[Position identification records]
****

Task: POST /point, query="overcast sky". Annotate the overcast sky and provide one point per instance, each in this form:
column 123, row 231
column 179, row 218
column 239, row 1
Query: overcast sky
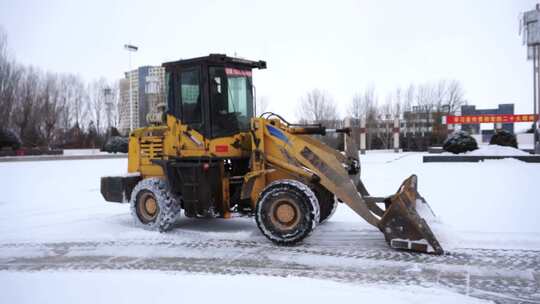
column 339, row 46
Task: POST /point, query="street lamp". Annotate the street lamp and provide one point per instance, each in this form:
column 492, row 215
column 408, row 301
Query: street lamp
column 130, row 48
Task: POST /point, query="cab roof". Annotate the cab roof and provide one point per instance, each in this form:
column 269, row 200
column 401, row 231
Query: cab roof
column 220, row 59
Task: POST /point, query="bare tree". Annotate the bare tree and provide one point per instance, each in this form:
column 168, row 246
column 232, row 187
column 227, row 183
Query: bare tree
column 50, row 107
column 316, row 107
column 455, row 96
column 97, row 101
column 10, row 74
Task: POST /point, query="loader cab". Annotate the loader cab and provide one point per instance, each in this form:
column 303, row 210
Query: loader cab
column 212, row 95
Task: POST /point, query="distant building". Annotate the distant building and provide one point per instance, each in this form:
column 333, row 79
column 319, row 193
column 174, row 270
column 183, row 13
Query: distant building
column 506, row 108
column 147, row 92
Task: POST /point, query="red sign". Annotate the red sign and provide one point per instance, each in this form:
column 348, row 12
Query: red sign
column 237, row 72
column 496, row 118
column 222, row 148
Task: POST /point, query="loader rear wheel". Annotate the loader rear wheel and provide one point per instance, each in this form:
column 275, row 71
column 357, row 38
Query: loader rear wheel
column 153, row 206
column 287, row 211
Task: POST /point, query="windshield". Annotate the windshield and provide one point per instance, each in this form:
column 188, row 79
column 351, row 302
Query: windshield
column 231, row 100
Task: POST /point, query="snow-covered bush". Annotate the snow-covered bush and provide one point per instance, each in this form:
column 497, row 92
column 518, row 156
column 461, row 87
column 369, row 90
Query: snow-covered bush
column 116, row 144
column 460, row 142
column 503, row 138
column 9, row 139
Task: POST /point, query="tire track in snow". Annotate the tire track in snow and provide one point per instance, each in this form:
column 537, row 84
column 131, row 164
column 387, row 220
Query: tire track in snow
column 505, row 276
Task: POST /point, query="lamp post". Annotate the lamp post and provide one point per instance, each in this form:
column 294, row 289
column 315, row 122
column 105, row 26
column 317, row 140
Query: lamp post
column 130, row 48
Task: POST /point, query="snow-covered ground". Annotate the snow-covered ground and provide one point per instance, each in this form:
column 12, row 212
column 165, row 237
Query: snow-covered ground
column 151, row 287
column 54, row 218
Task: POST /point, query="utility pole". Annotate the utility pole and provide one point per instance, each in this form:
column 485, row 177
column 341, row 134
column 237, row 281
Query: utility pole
column 130, row 48
column 107, row 94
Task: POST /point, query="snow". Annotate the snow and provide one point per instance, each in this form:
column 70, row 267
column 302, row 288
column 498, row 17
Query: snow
column 60, row 201
column 492, row 204
column 157, row 287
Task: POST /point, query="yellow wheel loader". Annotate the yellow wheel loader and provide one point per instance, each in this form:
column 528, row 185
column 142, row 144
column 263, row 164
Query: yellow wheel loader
column 210, row 157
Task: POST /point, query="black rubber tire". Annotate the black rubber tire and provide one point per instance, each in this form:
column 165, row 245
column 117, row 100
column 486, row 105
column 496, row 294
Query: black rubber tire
column 169, row 204
column 327, row 203
column 307, row 213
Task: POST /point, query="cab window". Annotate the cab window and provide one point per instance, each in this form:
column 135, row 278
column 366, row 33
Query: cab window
column 191, row 96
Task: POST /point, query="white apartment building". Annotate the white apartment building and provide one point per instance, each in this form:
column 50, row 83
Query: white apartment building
column 147, row 92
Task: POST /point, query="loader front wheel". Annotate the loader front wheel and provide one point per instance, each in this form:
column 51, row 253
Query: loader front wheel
column 287, row 211
column 153, row 206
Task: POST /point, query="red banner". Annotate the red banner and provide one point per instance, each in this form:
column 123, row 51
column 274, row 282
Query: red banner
column 496, row 118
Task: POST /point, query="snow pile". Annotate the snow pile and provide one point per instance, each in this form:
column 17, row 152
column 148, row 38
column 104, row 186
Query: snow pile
column 121, row 287
column 492, row 150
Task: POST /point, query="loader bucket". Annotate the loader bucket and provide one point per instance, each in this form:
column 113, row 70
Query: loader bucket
column 404, row 221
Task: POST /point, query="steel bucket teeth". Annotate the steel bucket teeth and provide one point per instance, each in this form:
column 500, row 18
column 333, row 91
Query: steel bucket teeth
column 402, row 225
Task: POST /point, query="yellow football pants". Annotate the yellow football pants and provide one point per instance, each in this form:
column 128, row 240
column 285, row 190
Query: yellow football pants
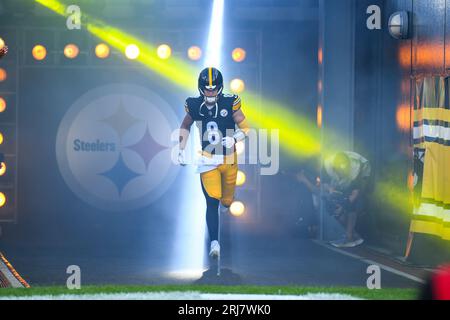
column 220, row 183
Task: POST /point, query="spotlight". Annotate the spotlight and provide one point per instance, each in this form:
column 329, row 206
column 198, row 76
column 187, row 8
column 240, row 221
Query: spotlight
column 2, row 169
column 237, row 209
column 71, row 51
column 194, row 53
column 132, row 51
column 241, row 178
column 237, row 85
column 215, row 36
column 2, row 164
column 102, row 51
column 240, row 147
column 319, row 116
column 39, row 52
column 2, row 105
column 2, row 199
column 3, row 75
column 238, row 54
column 164, row 51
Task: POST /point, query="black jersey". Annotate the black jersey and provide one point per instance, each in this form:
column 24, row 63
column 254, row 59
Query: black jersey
column 214, row 123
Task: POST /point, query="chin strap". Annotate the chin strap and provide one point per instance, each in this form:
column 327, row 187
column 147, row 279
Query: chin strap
column 242, row 132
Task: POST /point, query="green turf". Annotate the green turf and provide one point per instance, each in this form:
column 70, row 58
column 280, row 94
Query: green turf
column 383, row 294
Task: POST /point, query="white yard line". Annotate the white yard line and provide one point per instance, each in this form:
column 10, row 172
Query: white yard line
column 371, row 262
column 193, row 295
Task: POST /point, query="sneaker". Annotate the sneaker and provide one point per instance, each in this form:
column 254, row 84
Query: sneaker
column 339, row 243
column 215, row 249
column 344, row 243
column 355, row 243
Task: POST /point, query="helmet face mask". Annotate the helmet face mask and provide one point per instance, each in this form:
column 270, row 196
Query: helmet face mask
column 210, row 85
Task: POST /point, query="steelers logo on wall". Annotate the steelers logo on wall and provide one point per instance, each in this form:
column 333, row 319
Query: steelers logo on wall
column 113, row 147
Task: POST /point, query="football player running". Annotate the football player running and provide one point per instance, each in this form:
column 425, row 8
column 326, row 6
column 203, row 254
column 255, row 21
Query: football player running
column 216, row 114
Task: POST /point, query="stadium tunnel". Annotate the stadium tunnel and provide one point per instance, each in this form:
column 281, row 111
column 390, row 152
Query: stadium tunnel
column 86, row 122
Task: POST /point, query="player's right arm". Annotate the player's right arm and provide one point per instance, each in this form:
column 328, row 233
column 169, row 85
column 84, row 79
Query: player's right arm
column 185, row 129
column 3, row 51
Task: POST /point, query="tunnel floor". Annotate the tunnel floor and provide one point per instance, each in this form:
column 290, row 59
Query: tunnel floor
column 247, row 259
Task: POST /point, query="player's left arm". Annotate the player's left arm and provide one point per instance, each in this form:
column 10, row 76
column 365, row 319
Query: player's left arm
column 242, row 123
column 3, row 51
column 240, row 120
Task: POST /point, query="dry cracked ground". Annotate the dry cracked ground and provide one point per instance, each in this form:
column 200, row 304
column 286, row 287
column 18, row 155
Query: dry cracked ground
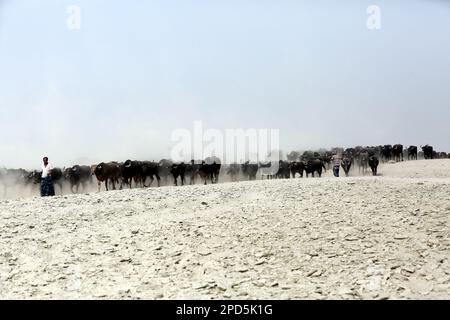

****

WHAT YOU WILL DO
Transcribe the lines above exactly, beginning with the line that contains "Annotate the sneaker" and continuing through the line that contains "column 210, row 85".

RESPONSE
Task: POST /point, query="sneaker". Annotate the sneaker and provide one point per instance, each in this form:
column 254, row 84
Query: sneaker
column 339, row 243
column 215, row 249
column 344, row 243
column 355, row 243
Task: POST /point, query="helmet face mask". Annotate the helmet face mask and provide one point per instance, each in this form:
column 270, row 196
Query: helmet face mask
column 210, row 85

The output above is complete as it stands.